• Stored entries
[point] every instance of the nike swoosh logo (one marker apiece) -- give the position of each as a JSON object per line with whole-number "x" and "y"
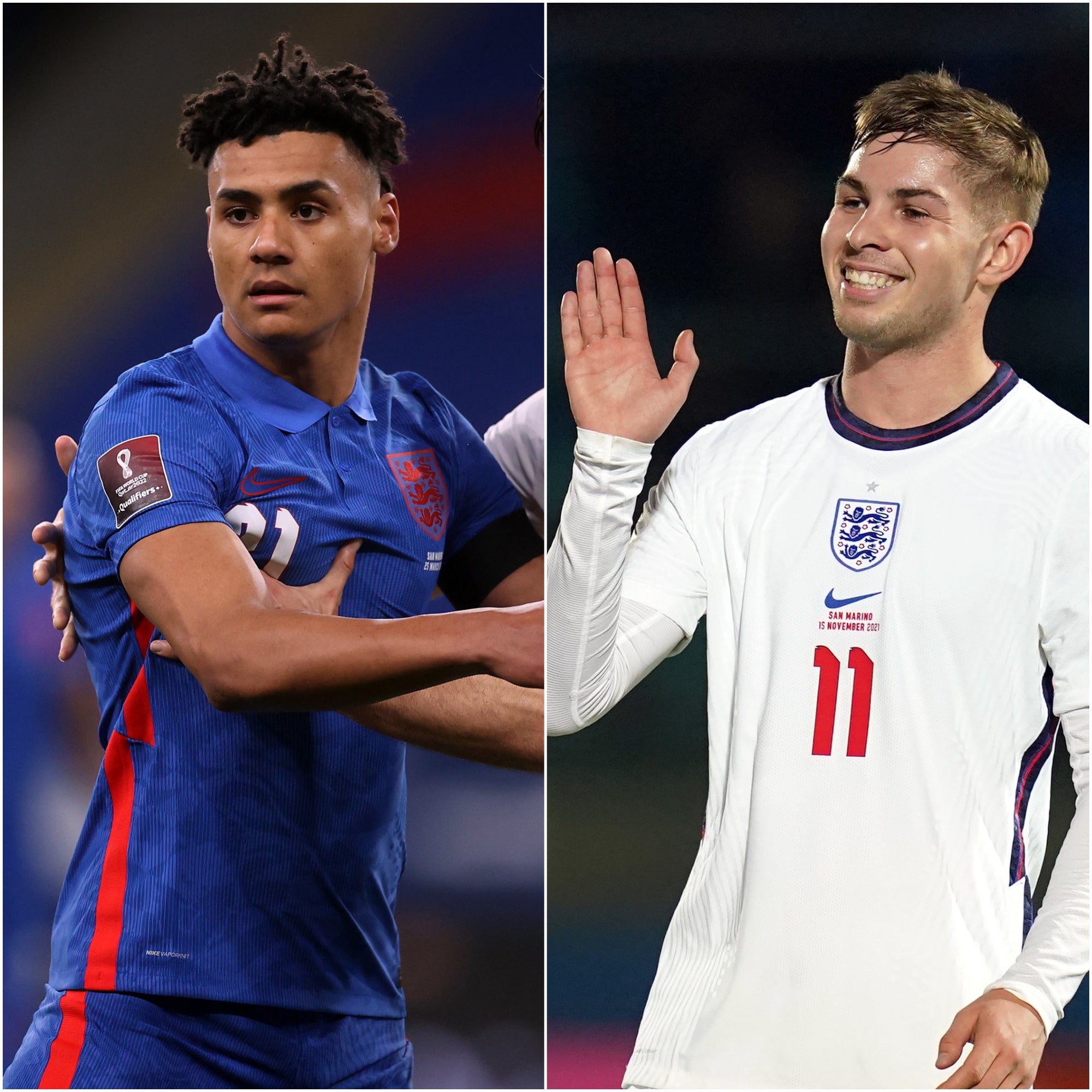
{"x": 835, "y": 604}
{"x": 252, "y": 488}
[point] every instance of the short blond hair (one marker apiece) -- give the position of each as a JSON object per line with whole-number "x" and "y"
{"x": 1002, "y": 160}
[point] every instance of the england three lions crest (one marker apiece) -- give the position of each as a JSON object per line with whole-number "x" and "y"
{"x": 419, "y": 477}
{"x": 864, "y": 532}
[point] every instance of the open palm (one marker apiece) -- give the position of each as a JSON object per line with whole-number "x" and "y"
{"x": 614, "y": 386}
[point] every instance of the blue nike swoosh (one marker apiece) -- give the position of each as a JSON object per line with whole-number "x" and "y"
{"x": 835, "y": 604}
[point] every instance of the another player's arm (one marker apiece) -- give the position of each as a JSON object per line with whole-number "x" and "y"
{"x": 481, "y": 719}
{"x": 1010, "y": 1025}
{"x": 478, "y": 718}
{"x": 197, "y": 585}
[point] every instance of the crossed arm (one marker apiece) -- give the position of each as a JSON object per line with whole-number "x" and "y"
{"x": 476, "y": 717}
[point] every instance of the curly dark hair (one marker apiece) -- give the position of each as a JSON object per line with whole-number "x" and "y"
{"x": 295, "y": 96}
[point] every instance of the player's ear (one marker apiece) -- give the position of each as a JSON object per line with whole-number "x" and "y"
{"x": 1007, "y": 248}
{"x": 386, "y": 234}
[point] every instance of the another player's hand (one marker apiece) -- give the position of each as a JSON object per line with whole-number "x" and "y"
{"x": 518, "y": 646}
{"x": 1008, "y": 1038}
{"x": 324, "y": 597}
{"x": 51, "y": 566}
{"x": 614, "y": 386}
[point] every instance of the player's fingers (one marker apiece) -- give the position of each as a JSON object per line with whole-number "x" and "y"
{"x": 686, "y": 365}
{"x": 66, "y": 449}
{"x": 61, "y": 606}
{"x": 162, "y": 648}
{"x": 957, "y": 1037}
{"x": 1002, "y": 1069}
{"x": 335, "y": 580}
{"x": 972, "y": 1072}
{"x": 70, "y": 642}
{"x": 571, "y": 326}
{"x": 633, "y": 303}
{"x": 48, "y": 535}
{"x": 607, "y": 289}
{"x": 588, "y": 304}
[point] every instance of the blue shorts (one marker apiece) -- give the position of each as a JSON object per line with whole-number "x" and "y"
{"x": 96, "y": 1040}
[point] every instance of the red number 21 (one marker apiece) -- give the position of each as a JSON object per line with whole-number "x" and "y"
{"x": 861, "y": 704}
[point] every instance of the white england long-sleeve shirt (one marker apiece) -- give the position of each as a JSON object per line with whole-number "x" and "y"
{"x": 897, "y": 621}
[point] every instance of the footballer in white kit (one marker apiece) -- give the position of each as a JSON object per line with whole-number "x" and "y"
{"x": 894, "y": 569}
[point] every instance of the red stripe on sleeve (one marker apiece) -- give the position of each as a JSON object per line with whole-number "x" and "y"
{"x": 103, "y": 952}
{"x": 138, "y": 711}
{"x": 65, "y": 1050}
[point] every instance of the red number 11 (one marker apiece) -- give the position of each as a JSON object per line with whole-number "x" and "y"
{"x": 861, "y": 704}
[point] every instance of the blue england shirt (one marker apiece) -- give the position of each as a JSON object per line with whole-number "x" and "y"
{"x": 254, "y": 858}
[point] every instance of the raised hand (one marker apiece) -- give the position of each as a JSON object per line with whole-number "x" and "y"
{"x": 614, "y": 386}
{"x": 324, "y": 597}
{"x": 51, "y": 566}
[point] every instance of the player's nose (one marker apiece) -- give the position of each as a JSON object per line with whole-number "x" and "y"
{"x": 871, "y": 229}
{"x": 271, "y": 242}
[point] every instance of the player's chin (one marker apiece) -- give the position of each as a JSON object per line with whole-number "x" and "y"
{"x": 266, "y": 325}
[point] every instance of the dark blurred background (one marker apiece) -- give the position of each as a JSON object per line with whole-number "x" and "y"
{"x": 703, "y": 143}
{"x": 106, "y": 267}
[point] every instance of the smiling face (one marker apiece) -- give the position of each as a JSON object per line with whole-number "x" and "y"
{"x": 904, "y": 250}
{"x": 294, "y": 223}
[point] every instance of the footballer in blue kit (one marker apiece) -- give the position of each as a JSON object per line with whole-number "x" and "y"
{"x": 228, "y": 918}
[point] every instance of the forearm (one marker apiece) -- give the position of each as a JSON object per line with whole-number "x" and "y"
{"x": 481, "y": 719}
{"x": 598, "y": 648}
{"x": 282, "y": 660}
{"x": 1055, "y": 956}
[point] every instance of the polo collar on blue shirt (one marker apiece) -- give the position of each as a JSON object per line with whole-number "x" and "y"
{"x": 265, "y": 395}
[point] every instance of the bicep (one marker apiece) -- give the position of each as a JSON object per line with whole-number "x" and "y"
{"x": 195, "y": 583}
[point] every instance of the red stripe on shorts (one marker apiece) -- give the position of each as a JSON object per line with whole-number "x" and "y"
{"x": 143, "y": 628}
{"x": 138, "y": 711}
{"x": 65, "y": 1050}
{"x": 103, "y": 952}
{"x": 138, "y": 706}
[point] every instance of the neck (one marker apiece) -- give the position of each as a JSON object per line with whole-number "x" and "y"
{"x": 324, "y": 365}
{"x": 913, "y": 387}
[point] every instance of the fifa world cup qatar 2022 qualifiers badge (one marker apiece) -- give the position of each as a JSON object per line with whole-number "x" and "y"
{"x": 863, "y": 535}
{"x": 134, "y": 477}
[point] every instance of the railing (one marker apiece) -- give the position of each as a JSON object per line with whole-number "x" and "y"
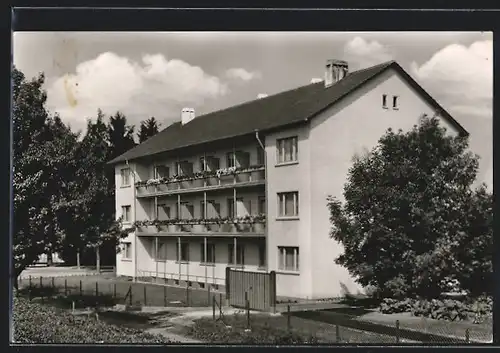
{"x": 253, "y": 176}
{"x": 256, "y": 227}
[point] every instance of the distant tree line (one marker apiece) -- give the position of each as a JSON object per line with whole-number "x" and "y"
{"x": 63, "y": 191}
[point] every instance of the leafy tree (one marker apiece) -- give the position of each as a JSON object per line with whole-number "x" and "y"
{"x": 43, "y": 157}
{"x": 148, "y": 128}
{"x": 411, "y": 221}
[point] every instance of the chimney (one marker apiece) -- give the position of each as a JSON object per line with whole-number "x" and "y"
{"x": 187, "y": 115}
{"x": 336, "y": 70}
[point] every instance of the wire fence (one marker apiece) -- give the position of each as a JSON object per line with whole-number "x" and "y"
{"x": 96, "y": 291}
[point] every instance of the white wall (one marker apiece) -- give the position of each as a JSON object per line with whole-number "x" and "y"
{"x": 351, "y": 126}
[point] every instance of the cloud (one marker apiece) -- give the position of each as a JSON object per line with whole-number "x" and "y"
{"x": 361, "y": 53}
{"x": 461, "y": 77}
{"x": 155, "y": 86}
{"x": 242, "y": 74}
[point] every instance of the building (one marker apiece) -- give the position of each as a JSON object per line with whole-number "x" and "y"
{"x": 247, "y": 186}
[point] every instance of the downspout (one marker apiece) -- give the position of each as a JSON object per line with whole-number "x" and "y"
{"x": 267, "y": 198}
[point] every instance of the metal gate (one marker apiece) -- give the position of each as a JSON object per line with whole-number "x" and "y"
{"x": 259, "y": 288}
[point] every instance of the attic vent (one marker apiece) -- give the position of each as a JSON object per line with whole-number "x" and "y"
{"x": 187, "y": 115}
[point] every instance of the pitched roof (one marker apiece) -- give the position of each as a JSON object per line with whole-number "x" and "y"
{"x": 279, "y": 110}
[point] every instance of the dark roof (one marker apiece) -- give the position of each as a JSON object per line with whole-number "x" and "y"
{"x": 279, "y": 110}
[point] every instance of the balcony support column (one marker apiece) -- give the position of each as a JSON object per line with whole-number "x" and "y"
{"x": 179, "y": 256}
{"x": 206, "y": 261}
{"x": 156, "y": 258}
{"x": 235, "y": 246}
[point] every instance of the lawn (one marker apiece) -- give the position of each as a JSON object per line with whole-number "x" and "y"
{"x": 273, "y": 329}
{"x": 36, "y": 323}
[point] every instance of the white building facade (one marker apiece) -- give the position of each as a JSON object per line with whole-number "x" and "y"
{"x": 254, "y": 195}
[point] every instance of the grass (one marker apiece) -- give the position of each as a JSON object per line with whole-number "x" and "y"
{"x": 272, "y": 330}
{"x": 142, "y": 293}
{"x": 35, "y": 323}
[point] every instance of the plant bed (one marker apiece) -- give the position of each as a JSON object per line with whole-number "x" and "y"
{"x": 35, "y": 323}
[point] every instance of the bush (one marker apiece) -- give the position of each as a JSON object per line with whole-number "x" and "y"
{"x": 35, "y": 323}
{"x": 393, "y": 306}
{"x": 217, "y": 332}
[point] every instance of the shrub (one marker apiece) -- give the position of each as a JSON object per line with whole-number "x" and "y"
{"x": 35, "y": 323}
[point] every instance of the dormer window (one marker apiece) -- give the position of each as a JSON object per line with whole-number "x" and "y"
{"x": 395, "y": 102}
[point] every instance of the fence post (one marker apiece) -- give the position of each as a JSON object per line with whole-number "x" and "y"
{"x": 288, "y": 318}
{"x": 247, "y": 305}
{"x": 220, "y": 304}
{"x": 213, "y": 307}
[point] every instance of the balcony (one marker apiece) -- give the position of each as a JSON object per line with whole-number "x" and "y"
{"x": 249, "y": 225}
{"x": 202, "y": 181}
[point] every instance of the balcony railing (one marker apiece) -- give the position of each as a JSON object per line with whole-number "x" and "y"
{"x": 222, "y": 178}
{"x": 248, "y": 224}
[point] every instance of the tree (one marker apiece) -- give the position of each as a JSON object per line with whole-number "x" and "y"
{"x": 43, "y": 156}
{"x": 120, "y": 135}
{"x": 410, "y": 215}
{"x": 148, "y": 128}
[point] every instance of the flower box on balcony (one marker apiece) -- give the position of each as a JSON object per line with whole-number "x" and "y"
{"x": 258, "y": 175}
{"x": 161, "y": 187}
{"x": 243, "y": 177}
{"x": 212, "y": 181}
{"x": 197, "y": 183}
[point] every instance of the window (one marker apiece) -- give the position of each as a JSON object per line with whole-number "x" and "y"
{"x": 183, "y": 256}
{"x": 384, "y": 101}
{"x": 163, "y": 212}
{"x": 230, "y": 208}
{"x": 184, "y": 168}
{"x": 261, "y": 156}
{"x": 288, "y": 204}
{"x": 125, "y": 176}
{"x": 262, "y": 255}
{"x": 261, "y": 205}
{"x": 287, "y": 150}
{"x": 288, "y": 258}
{"x": 161, "y": 171}
{"x": 127, "y": 250}
{"x": 240, "y": 254}
{"x": 395, "y": 102}
{"x": 126, "y": 213}
{"x": 230, "y": 160}
{"x": 210, "y": 253}
{"x": 161, "y": 252}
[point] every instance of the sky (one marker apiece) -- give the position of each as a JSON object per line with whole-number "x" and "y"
{"x": 145, "y": 74}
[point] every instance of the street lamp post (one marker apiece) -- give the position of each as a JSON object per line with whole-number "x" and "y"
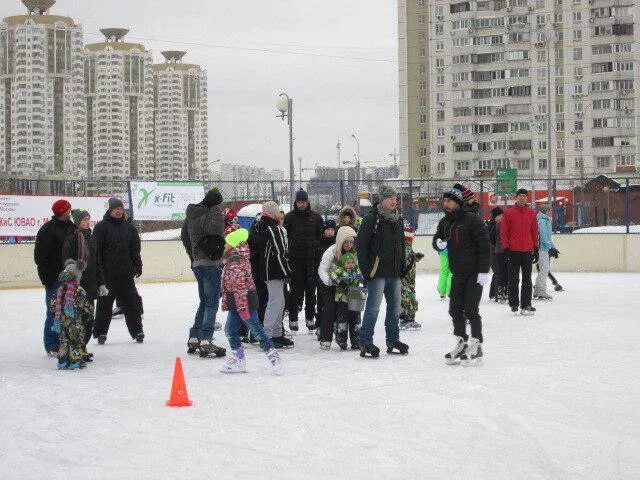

• BRIEF
In the records above, find the line that contains "[point] every instance of the sky". Retype it and every line after it, exactly, leaving out all pictures.

• ANSWER TO THIS EXERCISE
[point] every instance of the sky (one marker apiece) -- give the position of each as a JSON object per line with whole-number "x" and "y"
{"x": 145, "y": 74}
[point] every instance of the street lamp post (one marker apiece) -- give the position of each as a JSON object per line with whole-number "x" and "y"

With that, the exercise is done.